It's possible to mix and match calls to spc_cipherq_encrypt( ) and spc_cipherq_decrypt( ) using a single context. However, if you want to use this API in this manner, do so only if the communicating parties send messages in lockstep. If parties can communicate asynchronously (that is, without taking turns), there is the possibility for a race condition in which the SPC_CIPHERQ states on each side of the communication get out of sync, which will needlessly cause decryption operations to fail.

If you need to perform asynchronous communication with an infrastructure like this, you could use two SPC_CIPHERQ instances, one where the client encrypts messages for the server to decrypt, and another where the server encrypts messages for the client to decrypt.

The choice you need to make is whether each SPC_CIPHERQ object should be keyed separately or should share the same key. Sharing the same key is possible, as long as you ensure that the same {key, nonce} pair is never reused. The way to do this is to manage two sets of nonces that can never collide. Generally, you do this by setting the high bit of the nonce buffer to 1 in one context and 0 in another context.

• RECORD EXCERPTS:

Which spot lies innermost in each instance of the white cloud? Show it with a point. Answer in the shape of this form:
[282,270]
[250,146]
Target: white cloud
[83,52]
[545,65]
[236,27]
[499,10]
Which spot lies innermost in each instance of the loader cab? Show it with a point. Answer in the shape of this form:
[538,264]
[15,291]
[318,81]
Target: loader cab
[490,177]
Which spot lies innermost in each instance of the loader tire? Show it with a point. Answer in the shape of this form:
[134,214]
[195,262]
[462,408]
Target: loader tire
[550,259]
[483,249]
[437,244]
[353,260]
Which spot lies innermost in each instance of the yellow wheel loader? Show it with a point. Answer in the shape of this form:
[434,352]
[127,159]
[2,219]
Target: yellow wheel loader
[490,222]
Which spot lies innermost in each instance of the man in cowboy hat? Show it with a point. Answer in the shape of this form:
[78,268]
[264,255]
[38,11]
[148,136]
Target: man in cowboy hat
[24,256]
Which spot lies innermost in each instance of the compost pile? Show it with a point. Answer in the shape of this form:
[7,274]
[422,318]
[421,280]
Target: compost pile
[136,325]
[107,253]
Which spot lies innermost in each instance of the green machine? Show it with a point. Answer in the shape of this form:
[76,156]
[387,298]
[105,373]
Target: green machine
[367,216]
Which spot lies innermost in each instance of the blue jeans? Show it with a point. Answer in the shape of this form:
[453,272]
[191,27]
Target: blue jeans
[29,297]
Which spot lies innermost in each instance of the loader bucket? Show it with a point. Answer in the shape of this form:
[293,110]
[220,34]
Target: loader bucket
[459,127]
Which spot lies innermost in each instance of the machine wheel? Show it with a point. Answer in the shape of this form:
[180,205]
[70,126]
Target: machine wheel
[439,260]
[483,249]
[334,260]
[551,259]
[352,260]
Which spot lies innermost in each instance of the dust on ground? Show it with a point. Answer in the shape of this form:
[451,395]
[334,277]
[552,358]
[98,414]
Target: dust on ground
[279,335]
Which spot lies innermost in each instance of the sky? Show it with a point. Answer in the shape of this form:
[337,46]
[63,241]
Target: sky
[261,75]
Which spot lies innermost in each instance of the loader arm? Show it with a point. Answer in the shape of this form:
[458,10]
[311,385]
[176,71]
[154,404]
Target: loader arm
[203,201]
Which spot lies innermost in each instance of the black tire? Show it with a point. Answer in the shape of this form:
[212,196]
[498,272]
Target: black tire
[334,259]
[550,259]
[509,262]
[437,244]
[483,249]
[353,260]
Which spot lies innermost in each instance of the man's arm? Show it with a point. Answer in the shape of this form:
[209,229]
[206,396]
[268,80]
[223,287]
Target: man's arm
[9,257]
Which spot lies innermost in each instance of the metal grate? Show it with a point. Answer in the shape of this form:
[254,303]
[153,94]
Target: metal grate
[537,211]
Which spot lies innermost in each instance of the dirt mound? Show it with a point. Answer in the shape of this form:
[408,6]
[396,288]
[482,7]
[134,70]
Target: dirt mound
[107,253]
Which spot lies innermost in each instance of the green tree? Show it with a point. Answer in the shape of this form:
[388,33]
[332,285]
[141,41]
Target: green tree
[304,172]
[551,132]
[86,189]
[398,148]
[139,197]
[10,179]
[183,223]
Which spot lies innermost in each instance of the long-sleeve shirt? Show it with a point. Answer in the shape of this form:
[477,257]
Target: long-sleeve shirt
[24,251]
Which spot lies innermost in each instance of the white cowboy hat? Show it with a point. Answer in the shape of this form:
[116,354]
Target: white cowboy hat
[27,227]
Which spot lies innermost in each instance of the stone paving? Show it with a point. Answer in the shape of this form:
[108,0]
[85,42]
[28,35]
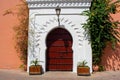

• WHAT YOU HAVE TO DO: Transcribe the SPC_CIPHERQ passage word for word, beginning at the words "If you need" and ending after "in another context.".

• THE RESPONSE:
If you need to perform asynchronous communication with an infrastructure like this, you could use two SPC_CIPHERQ instances, one where the client encrypts messages for the server to decrypt, and another where the server encrypts messages for the client to decrypt.

The choice you need to make is whether each SPC_CIPHERQ object should be keyed separately or should share the same key. Sharing the same key is possible, as long as you ensure that the same {key, nonce} pair is never reused. The way to do this is to manage two sets of nonces that can never collide. Generally, you do this by setting the high bit of the nonce buffer to 1 in one context and 0 in another context.